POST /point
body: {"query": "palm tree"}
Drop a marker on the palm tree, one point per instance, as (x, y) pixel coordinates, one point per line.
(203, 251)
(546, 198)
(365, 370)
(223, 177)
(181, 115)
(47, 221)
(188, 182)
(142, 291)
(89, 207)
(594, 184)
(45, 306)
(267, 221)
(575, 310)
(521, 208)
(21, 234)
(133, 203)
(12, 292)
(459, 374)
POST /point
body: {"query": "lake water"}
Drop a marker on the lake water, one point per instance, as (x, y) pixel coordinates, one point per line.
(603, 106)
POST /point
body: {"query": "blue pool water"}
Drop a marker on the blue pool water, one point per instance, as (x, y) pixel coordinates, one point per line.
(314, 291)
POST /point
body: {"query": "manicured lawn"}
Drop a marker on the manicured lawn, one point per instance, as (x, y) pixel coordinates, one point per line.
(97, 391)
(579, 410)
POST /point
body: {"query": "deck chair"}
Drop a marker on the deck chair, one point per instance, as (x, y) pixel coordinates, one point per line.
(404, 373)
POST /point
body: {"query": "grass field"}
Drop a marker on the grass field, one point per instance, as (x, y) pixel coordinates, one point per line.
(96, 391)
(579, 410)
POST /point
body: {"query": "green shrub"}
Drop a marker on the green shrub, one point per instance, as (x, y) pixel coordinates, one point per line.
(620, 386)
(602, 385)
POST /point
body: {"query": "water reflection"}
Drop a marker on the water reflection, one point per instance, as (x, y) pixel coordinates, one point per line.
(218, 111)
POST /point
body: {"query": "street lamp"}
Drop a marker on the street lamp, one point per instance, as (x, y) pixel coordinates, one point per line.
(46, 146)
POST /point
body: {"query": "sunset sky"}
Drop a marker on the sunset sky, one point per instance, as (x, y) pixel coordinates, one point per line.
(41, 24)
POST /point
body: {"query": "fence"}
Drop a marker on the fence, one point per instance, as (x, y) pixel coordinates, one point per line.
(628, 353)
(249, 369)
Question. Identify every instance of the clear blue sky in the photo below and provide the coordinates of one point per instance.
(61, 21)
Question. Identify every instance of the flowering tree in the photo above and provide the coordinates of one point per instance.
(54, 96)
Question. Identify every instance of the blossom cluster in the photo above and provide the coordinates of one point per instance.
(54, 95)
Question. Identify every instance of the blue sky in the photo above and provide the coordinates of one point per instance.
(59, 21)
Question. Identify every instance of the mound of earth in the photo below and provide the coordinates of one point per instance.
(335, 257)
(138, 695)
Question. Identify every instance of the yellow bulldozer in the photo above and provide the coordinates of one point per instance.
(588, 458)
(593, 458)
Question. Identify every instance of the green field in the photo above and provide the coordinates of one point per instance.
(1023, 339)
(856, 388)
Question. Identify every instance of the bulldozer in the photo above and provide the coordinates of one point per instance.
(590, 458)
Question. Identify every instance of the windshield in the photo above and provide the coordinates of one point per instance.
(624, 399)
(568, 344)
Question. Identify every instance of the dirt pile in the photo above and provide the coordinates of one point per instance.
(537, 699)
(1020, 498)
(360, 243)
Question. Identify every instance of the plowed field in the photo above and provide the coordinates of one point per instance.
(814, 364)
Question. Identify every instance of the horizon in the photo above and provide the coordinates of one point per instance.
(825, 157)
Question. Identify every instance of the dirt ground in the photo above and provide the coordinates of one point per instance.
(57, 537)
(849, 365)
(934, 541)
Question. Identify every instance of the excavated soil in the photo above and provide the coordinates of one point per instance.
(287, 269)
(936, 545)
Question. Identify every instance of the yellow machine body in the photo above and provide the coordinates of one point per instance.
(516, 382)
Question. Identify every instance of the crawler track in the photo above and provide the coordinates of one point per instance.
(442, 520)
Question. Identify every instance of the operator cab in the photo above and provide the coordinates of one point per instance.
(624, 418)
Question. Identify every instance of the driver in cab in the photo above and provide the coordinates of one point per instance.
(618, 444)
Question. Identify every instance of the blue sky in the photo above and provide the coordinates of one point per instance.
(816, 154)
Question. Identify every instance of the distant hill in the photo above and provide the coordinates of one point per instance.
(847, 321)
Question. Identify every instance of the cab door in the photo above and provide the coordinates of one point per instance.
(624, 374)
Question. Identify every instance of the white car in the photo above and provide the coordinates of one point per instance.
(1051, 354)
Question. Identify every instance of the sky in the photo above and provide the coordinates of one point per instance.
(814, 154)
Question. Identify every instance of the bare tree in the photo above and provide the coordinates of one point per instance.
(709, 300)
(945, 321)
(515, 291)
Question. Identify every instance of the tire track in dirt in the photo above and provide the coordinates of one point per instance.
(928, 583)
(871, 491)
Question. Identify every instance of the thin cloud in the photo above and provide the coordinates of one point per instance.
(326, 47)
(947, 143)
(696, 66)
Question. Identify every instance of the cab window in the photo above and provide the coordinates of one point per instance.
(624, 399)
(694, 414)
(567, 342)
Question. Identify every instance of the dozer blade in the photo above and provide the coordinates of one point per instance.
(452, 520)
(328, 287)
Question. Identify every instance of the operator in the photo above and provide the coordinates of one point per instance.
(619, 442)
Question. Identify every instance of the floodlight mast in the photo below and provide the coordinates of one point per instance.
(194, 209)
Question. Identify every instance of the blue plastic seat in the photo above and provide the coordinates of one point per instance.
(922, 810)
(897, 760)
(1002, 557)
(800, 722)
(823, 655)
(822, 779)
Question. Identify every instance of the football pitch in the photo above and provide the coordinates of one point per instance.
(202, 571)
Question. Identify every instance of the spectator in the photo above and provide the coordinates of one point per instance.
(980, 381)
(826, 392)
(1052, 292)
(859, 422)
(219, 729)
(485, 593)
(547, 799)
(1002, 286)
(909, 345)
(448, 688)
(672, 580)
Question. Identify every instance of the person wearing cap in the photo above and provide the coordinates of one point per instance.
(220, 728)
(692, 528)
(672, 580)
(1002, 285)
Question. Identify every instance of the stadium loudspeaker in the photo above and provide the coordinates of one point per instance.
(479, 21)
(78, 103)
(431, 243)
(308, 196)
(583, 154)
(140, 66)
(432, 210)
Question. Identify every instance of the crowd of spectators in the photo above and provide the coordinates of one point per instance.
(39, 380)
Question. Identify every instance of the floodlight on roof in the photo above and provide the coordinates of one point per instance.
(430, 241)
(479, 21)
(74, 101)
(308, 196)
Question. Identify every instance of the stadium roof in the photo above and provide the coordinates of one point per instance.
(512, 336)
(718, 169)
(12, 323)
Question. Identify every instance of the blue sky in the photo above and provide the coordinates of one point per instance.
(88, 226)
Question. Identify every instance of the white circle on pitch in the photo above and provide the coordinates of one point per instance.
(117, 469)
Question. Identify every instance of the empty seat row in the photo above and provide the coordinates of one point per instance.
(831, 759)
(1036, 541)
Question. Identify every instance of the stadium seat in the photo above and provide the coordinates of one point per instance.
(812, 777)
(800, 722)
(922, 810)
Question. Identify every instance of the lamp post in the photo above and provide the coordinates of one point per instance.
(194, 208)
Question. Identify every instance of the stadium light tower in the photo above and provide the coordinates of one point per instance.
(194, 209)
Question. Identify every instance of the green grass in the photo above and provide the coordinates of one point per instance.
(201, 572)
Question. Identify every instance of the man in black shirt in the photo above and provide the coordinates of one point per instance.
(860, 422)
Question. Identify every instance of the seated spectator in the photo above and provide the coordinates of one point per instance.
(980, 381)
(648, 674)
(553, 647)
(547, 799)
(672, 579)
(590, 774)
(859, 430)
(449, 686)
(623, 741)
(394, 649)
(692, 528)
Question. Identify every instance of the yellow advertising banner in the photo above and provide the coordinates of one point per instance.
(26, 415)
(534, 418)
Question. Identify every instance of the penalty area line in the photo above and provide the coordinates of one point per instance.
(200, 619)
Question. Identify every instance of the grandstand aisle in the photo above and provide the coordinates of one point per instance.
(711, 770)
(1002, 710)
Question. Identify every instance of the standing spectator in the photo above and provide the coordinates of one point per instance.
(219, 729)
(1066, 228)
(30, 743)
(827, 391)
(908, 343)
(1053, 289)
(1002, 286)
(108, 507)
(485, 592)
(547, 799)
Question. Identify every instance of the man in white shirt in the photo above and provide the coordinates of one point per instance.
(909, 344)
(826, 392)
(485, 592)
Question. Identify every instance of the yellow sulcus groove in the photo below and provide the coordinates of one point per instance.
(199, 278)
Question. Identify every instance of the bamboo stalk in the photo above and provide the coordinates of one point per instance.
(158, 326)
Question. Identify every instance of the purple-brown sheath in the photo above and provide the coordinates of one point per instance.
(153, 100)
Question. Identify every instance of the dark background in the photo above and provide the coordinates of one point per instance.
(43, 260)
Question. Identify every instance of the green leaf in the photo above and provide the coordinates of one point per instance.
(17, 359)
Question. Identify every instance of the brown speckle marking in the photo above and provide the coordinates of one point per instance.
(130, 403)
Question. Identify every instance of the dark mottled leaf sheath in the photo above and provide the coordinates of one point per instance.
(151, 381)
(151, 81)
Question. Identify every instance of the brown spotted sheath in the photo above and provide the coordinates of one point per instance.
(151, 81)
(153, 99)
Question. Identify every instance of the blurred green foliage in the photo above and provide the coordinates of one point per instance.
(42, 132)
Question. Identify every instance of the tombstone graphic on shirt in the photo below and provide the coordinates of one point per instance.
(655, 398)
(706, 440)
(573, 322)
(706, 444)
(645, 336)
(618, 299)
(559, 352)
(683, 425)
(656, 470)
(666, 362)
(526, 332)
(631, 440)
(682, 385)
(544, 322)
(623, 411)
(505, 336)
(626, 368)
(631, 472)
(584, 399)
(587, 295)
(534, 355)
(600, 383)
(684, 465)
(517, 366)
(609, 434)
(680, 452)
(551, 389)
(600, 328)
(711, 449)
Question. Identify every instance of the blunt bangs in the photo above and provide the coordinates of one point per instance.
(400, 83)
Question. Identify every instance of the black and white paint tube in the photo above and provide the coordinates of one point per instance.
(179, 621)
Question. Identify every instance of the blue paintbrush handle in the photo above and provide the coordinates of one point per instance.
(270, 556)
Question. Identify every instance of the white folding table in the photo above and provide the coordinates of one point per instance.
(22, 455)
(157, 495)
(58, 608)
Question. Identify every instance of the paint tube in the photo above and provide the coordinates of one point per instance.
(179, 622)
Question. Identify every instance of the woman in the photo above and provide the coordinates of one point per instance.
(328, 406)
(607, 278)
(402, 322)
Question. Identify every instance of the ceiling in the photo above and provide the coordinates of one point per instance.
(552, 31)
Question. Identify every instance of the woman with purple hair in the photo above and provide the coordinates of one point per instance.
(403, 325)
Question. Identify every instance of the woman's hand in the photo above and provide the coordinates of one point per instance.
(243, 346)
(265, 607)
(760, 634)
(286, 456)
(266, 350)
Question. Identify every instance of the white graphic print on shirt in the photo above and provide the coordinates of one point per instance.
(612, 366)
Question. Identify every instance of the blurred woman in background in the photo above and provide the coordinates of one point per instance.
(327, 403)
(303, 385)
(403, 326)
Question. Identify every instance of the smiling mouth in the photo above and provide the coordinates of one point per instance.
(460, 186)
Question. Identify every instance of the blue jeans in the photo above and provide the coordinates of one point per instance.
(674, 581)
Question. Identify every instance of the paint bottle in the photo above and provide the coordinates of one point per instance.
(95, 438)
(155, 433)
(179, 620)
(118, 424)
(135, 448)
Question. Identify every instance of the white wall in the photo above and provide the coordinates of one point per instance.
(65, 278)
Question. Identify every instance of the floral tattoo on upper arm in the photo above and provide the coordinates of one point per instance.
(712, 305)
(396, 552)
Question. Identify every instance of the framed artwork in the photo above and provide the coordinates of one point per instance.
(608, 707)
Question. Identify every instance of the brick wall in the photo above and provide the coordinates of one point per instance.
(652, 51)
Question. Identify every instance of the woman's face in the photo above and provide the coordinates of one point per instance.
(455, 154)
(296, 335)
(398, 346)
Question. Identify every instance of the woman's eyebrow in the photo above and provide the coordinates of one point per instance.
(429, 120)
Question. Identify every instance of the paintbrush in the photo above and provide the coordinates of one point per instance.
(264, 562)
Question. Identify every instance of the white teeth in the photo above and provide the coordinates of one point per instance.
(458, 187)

-*-

TO BE DONE
Retype the records word for word, starting with the line that contains "Question. Identify every instance of the blurred woman" and going on through the last line of the records.

COMPLETED TASK
Question. Identify every instance of the blurred woman in background in the photo above and provide the coordinates of one point per instance.
(327, 403)
(303, 385)
(403, 326)
Question. Identify every instance of the smiling mouth in the photo above and provide the coordinates of one point per instance.
(460, 186)
Question. Identify every instance of the blue jeans in the photo above and provide the coordinates of one point per instance.
(674, 581)
Question. Identify every instance of the paint bottle in the photo above and provide the coordinates of one point per instance.
(95, 438)
(155, 433)
(179, 620)
(118, 424)
(135, 448)
Question. Identify every instance of the white wall in the photo above and provide the coordinates of one point per instance.
(65, 278)
Question. Identify every instance of the floral tattoo on upper arm in the photo above and provide the coordinates of one point per instance.
(712, 305)
(396, 552)
Question. Identify every instance of the framed artwork in the photo above and provide the coordinates of one point per instance.
(608, 707)
Question. Identify every instance of the brick wall in the photo above and provide the coordinates of one point per instance.
(652, 51)
Question. Identify every instance of the woman's face in the photo above and provide the coordinates of one point per instance.
(455, 154)
(296, 335)
(398, 346)
Question. Identify every instance of the woman's eyebrow in the photo above and provide the coordinates of one point per instance.
(429, 120)
Question. Identify every instance of the paintbrush in the photo above and provide the coordinates of one point per instance.
(264, 562)
Question. Identify every instance of the white teeth in the photo above and provide the coordinates of one point per instance.
(458, 187)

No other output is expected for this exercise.